• TASK TO COMPLETE:
Repeat every line below exactly as it reads.

Top of SOURCE MATERIAL

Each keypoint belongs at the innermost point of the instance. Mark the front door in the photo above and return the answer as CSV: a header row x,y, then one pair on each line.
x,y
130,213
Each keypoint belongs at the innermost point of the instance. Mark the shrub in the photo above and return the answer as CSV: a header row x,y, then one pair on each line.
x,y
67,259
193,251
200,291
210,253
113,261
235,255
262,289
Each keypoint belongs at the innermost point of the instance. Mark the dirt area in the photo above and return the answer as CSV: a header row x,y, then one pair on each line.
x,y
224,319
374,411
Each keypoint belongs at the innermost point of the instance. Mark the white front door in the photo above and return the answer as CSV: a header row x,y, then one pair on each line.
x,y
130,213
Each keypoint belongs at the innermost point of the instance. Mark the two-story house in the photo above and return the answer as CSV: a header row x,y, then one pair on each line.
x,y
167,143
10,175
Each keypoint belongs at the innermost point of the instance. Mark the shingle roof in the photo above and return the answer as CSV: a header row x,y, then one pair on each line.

Bottom of SOURCE MATERIAL

• THE ANSWER:
Each keypoint belongs at the innermost point of the instance. Mark the front door in the photo above and return the answer as CSV: a header row x,y, then one pair on each line.
x,y
130,213
Each keypoint belongs at the innermost point of the instance. Mark the shrub in the photo above and return the answer as CSV: a header row x,y, then one pair on each line.
x,y
67,259
193,251
200,291
210,253
113,261
235,255
262,289
Each keypoint belongs at the innermost point of the instance. Mark the dirt area in the photo above and return the answer as CSV: a header row x,y, then one pair on each line.
x,y
224,319
374,411
Each keypoint belongs at the innermost point of the instance. Mark the white front door in the photo above and return the answer as CSV: a header row x,y, then one pair on each line.
x,y
130,213
Each keypoint belongs at the innermost point of the instance. Mark the two-story house in the photo above and return the answer as CSV: a header row x,y, then one pair on each line.
x,y
167,143
10,175
Each keypoint belongs at the innermost point of the instance. Mark the shingle roof in the photo above and return the answer as CSV: a header row x,y, then one pair on each line.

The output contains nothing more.